>> begin Records provided

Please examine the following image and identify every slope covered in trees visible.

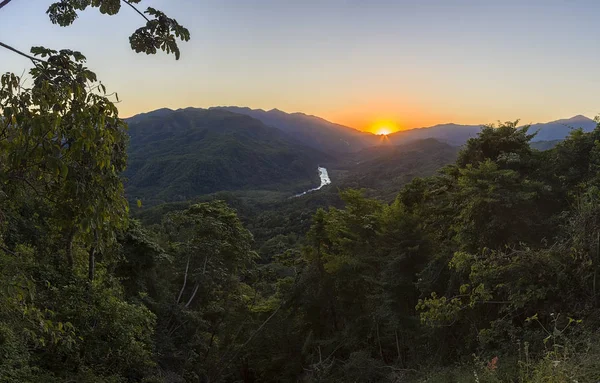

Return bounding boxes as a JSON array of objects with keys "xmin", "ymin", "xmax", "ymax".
[
  {"xmin": 213, "ymin": 106, "xmax": 378, "ymax": 153},
  {"xmin": 124, "ymin": 108, "xmax": 331, "ymax": 205},
  {"xmin": 0, "ymin": 0, "xmax": 600, "ymax": 383}
]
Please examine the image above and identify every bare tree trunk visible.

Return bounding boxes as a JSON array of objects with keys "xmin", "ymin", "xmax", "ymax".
[
  {"xmin": 394, "ymin": 330, "xmax": 401, "ymax": 362},
  {"xmin": 592, "ymin": 231, "xmax": 600, "ymax": 305},
  {"xmin": 88, "ymin": 231, "xmax": 98, "ymax": 282},
  {"xmin": 185, "ymin": 256, "xmax": 208, "ymax": 308},
  {"xmin": 377, "ymin": 322, "xmax": 385, "ymax": 362},
  {"xmin": 66, "ymin": 229, "xmax": 75, "ymax": 270},
  {"xmin": 177, "ymin": 255, "xmax": 191, "ymax": 303},
  {"xmin": 88, "ymin": 245, "xmax": 96, "ymax": 282},
  {"xmin": 185, "ymin": 283, "xmax": 200, "ymax": 309}
]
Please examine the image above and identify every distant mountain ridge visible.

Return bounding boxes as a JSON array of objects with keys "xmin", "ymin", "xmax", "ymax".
[
  {"xmin": 128, "ymin": 106, "xmax": 596, "ymax": 155},
  {"xmin": 124, "ymin": 108, "xmax": 330, "ymax": 204},
  {"xmin": 388, "ymin": 115, "xmax": 596, "ymax": 146},
  {"xmin": 210, "ymin": 106, "xmax": 377, "ymax": 153}
]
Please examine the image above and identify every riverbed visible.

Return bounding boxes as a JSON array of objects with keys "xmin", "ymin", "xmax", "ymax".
[{"xmin": 294, "ymin": 166, "xmax": 331, "ymax": 197}]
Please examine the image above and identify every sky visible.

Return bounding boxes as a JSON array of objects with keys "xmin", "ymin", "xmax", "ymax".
[{"xmin": 0, "ymin": 0, "xmax": 600, "ymax": 134}]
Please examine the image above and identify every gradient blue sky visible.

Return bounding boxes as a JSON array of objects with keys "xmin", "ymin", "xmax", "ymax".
[{"xmin": 0, "ymin": 0, "xmax": 600, "ymax": 130}]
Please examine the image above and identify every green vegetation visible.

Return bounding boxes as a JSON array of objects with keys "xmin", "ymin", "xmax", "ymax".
[
  {"xmin": 125, "ymin": 108, "xmax": 331, "ymax": 205},
  {"xmin": 0, "ymin": 1, "xmax": 600, "ymax": 383}
]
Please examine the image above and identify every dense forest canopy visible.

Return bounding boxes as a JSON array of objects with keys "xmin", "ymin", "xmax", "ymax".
[{"xmin": 0, "ymin": 0, "xmax": 600, "ymax": 383}]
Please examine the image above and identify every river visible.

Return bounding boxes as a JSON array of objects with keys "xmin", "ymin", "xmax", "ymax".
[{"xmin": 294, "ymin": 166, "xmax": 331, "ymax": 197}]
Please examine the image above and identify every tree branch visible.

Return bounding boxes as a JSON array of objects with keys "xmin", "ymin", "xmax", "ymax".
[
  {"xmin": 0, "ymin": 0, "xmax": 12, "ymax": 9},
  {"xmin": 0, "ymin": 41, "xmax": 46, "ymax": 64},
  {"xmin": 122, "ymin": 0, "xmax": 150, "ymax": 21}
]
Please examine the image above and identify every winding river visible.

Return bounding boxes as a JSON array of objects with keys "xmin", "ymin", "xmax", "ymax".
[{"xmin": 294, "ymin": 166, "xmax": 331, "ymax": 197}]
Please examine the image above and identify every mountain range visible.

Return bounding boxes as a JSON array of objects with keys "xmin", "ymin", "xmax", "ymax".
[
  {"xmin": 124, "ymin": 107, "xmax": 596, "ymax": 205},
  {"xmin": 124, "ymin": 108, "xmax": 331, "ymax": 204}
]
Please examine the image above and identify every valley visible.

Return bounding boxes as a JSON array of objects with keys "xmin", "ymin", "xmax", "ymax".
[{"xmin": 0, "ymin": 0, "xmax": 600, "ymax": 383}]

>> end Records provided

Goal
Please extract every line above that contains the string "mountain". Case counts.

Expected output
Please examine the image above and identify every distant mountain ridge visible.
Please examine the image above and identify every mountain range visible.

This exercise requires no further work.